# [EXERCISE OBJECTIVE]
Render each line of the records below as an item in a numbered list, omitting any blank lines.
(begin)
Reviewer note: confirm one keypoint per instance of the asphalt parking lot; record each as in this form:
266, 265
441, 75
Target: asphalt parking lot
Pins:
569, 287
(end)
# [THE OUTPUT]
1. Reviewer note: confirm one keypoint per instance of the asphalt parking lot; record each as in this form:
2. 266, 265
3. 441, 75
4. Target: asphalt parking lot
5. Pins:
6. 569, 287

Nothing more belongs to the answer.